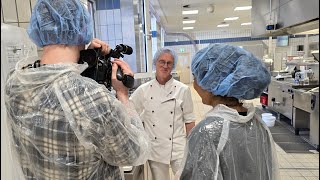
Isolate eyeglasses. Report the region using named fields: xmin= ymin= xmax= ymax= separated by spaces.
xmin=158 ymin=60 xmax=173 ymax=68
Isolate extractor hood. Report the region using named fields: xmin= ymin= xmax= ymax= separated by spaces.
xmin=257 ymin=19 xmax=319 ymax=37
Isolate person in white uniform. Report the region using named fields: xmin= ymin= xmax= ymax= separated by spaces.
xmin=177 ymin=44 xmax=279 ymax=180
xmin=130 ymin=47 xmax=195 ymax=180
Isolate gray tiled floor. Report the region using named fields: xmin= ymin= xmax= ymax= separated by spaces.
xmin=186 ymin=85 xmax=319 ymax=180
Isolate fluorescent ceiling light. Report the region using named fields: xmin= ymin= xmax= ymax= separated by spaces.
xmin=234 ymin=6 xmax=252 ymax=11
xmin=241 ymin=22 xmax=251 ymax=26
xmin=217 ymin=24 xmax=229 ymax=27
xmin=182 ymin=10 xmax=199 ymax=14
xmin=182 ymin=20 xmax=196 ymax=24
xmin=297 ymin=29 xmax=319 ymax=34
xmin=183 ymin=27 xmax=194 ymax=30
xmin=224 ymin=17 xmax=239 ymax=21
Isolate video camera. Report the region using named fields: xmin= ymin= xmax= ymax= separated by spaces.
xmin=78 ymin=44 xmax=134 ymax=90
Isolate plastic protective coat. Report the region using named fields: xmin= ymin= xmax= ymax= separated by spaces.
xmin=5 ymin=57 xmax=149 ymax=180
xmin=177 ymin=104 xmax=279 ymax=180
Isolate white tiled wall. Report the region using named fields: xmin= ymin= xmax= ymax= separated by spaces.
xmin=165 ymin=29 xmax=319 ymax=70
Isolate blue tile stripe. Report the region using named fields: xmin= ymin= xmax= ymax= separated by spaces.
xmin=96 ymin=0 xmax=120 ymax=10
xmin=151 ymin=31 xmax=157 ymax=37
xmin=164 ymin=35 xmax=305 ymax=46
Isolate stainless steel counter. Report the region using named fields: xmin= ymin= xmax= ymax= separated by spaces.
xmin=268 ymin=78 xmax=319 ymax=121
xmin=293 ymin=89 xmax=319 ymax=149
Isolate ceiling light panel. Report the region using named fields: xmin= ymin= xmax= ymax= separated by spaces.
xmin=224 ymin=17 xmax=239 ymax=21
xmin=182 ymin=20 xmax=196 ymax=24
xmin=234 ymin=6 xmax=252 ymax=11
xmin=241 ymin=22 xmax=251 ymax=26
xmin=182 ymin=10 xmax=199 ymax=14
xmin=183 ymin=27 xmax=194 ymax=30
xmin=217 ymin=24 xmax=229 ymax=27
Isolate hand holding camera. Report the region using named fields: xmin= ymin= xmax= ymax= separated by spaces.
xmin=79 ymin=40 xmax=134 ymax=90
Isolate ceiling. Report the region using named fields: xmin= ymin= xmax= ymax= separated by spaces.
xmin=150 ymin=0 xmax=251 ymax=32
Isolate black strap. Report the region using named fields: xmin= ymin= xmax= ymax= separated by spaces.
xmin=22 ymin=60 xmax=45 ymax=69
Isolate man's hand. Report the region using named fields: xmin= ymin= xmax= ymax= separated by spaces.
xmin=88 ymin=38 xmax=111 ymax=55
xmin=111 ymin=59 xmax=133 ymax=103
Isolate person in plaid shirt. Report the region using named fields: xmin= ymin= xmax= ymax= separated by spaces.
xmin=5 ymin=0 xmax=150 ymax=180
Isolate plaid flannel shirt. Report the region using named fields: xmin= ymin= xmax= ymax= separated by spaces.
xmin=6 ymin=67 xmax=143 ymax=180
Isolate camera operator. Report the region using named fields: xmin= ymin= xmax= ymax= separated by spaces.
xmin=5 ymin=0 xmax=149 ymax=180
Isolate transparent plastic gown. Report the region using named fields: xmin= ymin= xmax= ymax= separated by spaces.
xmin=5 ymin=60 xmax=149 ymax=180
xmin=175 ymin=104 xmax=279 ymax=180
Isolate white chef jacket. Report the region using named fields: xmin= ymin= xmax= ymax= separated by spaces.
xmin=130 ymin=78 xmax=195 ymax=164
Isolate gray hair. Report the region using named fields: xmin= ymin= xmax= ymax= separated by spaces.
xmin=153 ymin=47 xmax=178 ymax=69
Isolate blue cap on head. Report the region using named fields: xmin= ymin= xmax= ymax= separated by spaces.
xmin=27 ymin=0 xmax=93 ymax=47
xmin=191 ymin=44 xmax=271 ymax=99
xmin=153 ymin=47 xmax=178 ymax=68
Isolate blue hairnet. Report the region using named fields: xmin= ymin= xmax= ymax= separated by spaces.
xmin=28 ymin=0 xmax=93 ymax=47
xmin=153 ymin=47 xmax=178 ymax=68
xmin=191 ymin=44 xmax=271 ymax=99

◆ ◆ ◆ ◆

▸ **What the task asks**:
Rewrite the whole listing above with every "Isolate" swapped for "Locate" and everything else left as it is. Leave the pictures out.

▸ **Response**:
Locate eyeglasses. Report the region using named fields: xmin= ymin= xmax= ymax= separated by spaces.
xmin=158 ymin=60 xmax=173 ymax=68
Locate extractor hood. Report the region using named fields: xmin= ymin= xmax= ymax= separated by spaces.
xmin=257 ymin=19 xmax=319 ymax=37
Locate person in white uniform. Report the region using named fields: xmin= ymin= xmax= ymax= separated by spaces.
xmin=177 ymin=44 xmax=279 ymax=180
xmin=130 ymin=47 xmax=195 ymax=180
Locate gray tiled floor. Report the region using named fields: xmin= ymin= xmax= ymax= separated by spaces.
xmin=186 ymin=85 xmax=319 ymax=180
Locate fluorescent ceiling light. Report the region using named fields: xmin= ymin= xmax= ymax= separated by spaces.
xmin=234 ymin=6 xmax=252 ymax=11
xmin=241 ymin=22 xmax=251 ymax=26
xmin=217 ymin=24 xmax=229 ymax=27
xmin=182 ymin=10 xmax=199 ymax=14
xmin=182 ymin=20 xmax=196 ymax=24
xmin=297 ymin=29 xmax=319 ymax=34
xmin=183 ymin=27 xmax=194 ymax=30
xmin=224 ymin=17 xmax=239 ymax=21
Locate video camera. Report the region using named fields: xmin= ymin= xmax= ymax= separated by spaces.
xmin=78 ymin=44 xmax=134 ymax=90
Locate plastic protective coat. Report the region using named fields: xmin= ymin= xmax= ymax= separated by spaces.
xmin=5 ymin=57 xmax=149 ymax=180
xmin=177 ymin=104 xmax=279 ymax=180
Locate white tiled wall. Report the region using named fields: xmin= ymin= xmax= ymax= separated by spaces.
xmin=165 ymin=29 xmax=319 ymax=70
Locate blue tile stripe. Report the region using named fields: xmin= ymin= xmax= ymax= separated by spaces.
xmin=96 ymin=0 xmax=120 ymax=10
xmin=151 ymin=31 xmax=157 ymax=37
xmin=164 ymin=35 xmax=305 ymax=46
Locate stainless steel counter. Report the region using named fields: xmin= ymin= xmax= ymax= separated by spaces.
xmin=268 ymin=78 xmax=319 ymax=121
xmin=293 ymin=89 xmax=319 ymax=149
Locate ceiling light panel. Report the region using named fields: xmin= ymin= xmax= ymax= separated by spaces.
xmin=224 ymin=17 xmax=239 ymax=21
xmin=182 ymin=20 xmax=196 ymax=24
xmin=234 ymin=6 xmax=252 ymax=11
xmin=241 ymin=22 xmax=251 ymax=26
xmin=182 ymin=10 xmax=199 ymax=14
xmin=183 ymin=27 xmax=194 ymax=30
xmin=217 ymin=24 xmax=229 ymax=27
Locate hand holding camera. Report the region using named fields: xmin= ymin= xmax= ymax= separated by spaces.
xmin=79 ymin=40 xmax=134 ymax=90
Locate ceiling. Report the region using named fields: xmin= ymin= xmax= ymax= separated by spaces.
xmin=150 ymin=0 xmax=251 ymax=32
Locate black strap. Report the region using named fields: xmin= ymin= xmax= ymax= separated by spaces.
xmin=22 ymin=60 xmax=45 ymax=69
Locate man's hand. Report the region using named fields: xmin= ymin= xmax= ymax= separated by spaces.
xmin=88 ymin=38 xmax=111 ymax=55
xmin=111 ymin=59 xmax=133 ymax=103
Locate person in plaid shirt. Report the region using named fields: xmin= ymin= xmax= ymax= separated by spaces.
xmin=5 ymin=0 xmax=150 ymax=180
Locate plaid flannel shirt. Report the region using named fields: xmin= ymin= xmax= ymax= separated by spaces.
xmin=6 ymin=67 xmax=143 ymax=180
Locate camera operator. Report the region using named fields: xmin= ymin= xmax= ymax= separated by spaces.
xmin=5 ymin=0 xmax=149 ymax=180
Locate transparent plastic gown. Report the region using named fields: xmin= ymin= xmax= ymax= separated by spaces.
xmin=5 ymin=60 xmax=149 ymax=180
xmin=175 ymin=104 xmax=279 ymax=180
Locate white chef jacket. Report the region using named fields: xmin= ymin= xmax= ymax= separated by spaces.
xmin=130 ymin=78 xmax=195 ymax=164
Locate gray hair. Report the region using named fields: xmin= ymin= xmax= ymax= separated by spaces.
xmin=153 ymin=47 xmax=178 ymax=69
Locate blue cap on head. Report the region using named fields: xmin= ymin= xmax= ymax= separated by spaces.
xmin=27 ymin=0 xmax=93 ymax=47
xmin=191 ymin=44 xmax=271 ymax=99
xmin=153 ymin=47 xmax=178 ymax=68
Locate blue hairnet. Report the region using named fields: xmin= ymin= xmax= ymax= separated by spaces.
xmin=28 ymin=0 xmax=93 ymax=47
xmin=153 ymin=47 xmax=178 ymax=68
xmin=191 ymin=44 xmax=271 ymax=99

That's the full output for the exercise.